• WORK TO DO
Copy out the items below from their start through the line containing "68,73,77,89", inclusive, leaving the pictures out of your answer.

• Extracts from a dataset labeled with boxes
- - -

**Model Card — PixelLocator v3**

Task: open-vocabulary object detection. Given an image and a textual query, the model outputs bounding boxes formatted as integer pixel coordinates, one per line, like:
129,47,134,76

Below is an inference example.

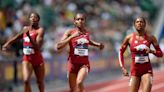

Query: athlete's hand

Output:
2,43,9,51
70,31,80,38
99,43,104,50
145,48,155,54
122,68,129,76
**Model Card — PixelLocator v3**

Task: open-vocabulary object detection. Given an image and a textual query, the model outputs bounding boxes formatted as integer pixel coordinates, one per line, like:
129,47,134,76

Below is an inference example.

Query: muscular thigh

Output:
141,73,153,86
22,61,33,80
33,63,45,80
129,76,141,92
68,73,77,89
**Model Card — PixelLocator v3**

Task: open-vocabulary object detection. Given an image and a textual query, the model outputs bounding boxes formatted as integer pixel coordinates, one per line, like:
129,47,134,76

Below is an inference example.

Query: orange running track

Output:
52,71,164,92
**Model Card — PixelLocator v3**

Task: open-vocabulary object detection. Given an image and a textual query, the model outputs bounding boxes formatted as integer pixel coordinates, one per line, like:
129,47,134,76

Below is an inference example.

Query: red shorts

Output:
23,53,44,66
67,61,90,74
131,62,153,77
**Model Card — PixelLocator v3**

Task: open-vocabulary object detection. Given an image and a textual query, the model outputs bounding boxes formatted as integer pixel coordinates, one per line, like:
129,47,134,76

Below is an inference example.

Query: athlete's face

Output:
74,14,85,28
29,13,39,25
134,18,146,31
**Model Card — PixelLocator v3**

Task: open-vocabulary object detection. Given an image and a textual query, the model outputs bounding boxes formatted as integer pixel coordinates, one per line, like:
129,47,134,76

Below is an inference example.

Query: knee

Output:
36,80,44,84
23,79,30,84
144,78,153,86
76,80,83,87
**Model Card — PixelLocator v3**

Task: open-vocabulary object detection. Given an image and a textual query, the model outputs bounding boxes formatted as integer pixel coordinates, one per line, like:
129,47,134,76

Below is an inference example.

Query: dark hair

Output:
134,17,146,24
29,12,40,21
74,12,86,20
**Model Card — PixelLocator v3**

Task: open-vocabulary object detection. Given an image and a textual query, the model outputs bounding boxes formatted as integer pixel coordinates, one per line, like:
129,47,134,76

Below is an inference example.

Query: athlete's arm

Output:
2,27,26,50
55,30,79,51
26,28,44,50
89,40,104,50
150,36,163,57
119,35,131,69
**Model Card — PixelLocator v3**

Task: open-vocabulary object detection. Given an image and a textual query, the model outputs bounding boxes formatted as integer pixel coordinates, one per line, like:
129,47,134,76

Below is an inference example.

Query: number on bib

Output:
74,48,88,56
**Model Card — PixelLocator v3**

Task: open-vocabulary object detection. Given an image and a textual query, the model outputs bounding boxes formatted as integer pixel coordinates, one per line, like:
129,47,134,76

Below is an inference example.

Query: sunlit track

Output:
55,71,164,92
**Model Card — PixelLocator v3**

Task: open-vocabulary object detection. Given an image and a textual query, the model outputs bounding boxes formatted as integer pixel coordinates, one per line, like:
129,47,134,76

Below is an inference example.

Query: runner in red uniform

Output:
119,17,163,92
2,13,45,92
56,13,104,92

- - -

• REPLY
**Model Card — PixelLocator v3**

Task: open-vocabulary object detection. Given an image and a textual query, the model outputs bounding boxes formatted as integer pixel coordinates, one per line, like:
129,47,134,76

Below is an inference example.


Query: athlete's hand

Output:
2,43,9,51
70,31,80,38
99,43,104,50
145,48,155,54
122,68,129,76
**Model Card — PixelLocator v3**

Task: open-vocabulary object detection. Given an image and a textual query, the model outputs bounding boxes formatted as integer pixel coordinates, one per line, like:
129,47,134,76

Below is an inference example.

Query: muscular thigh

Output:
141,73,153,86
22,61,33,80
33,63,45,80
129,76,141,92
68,73,77,89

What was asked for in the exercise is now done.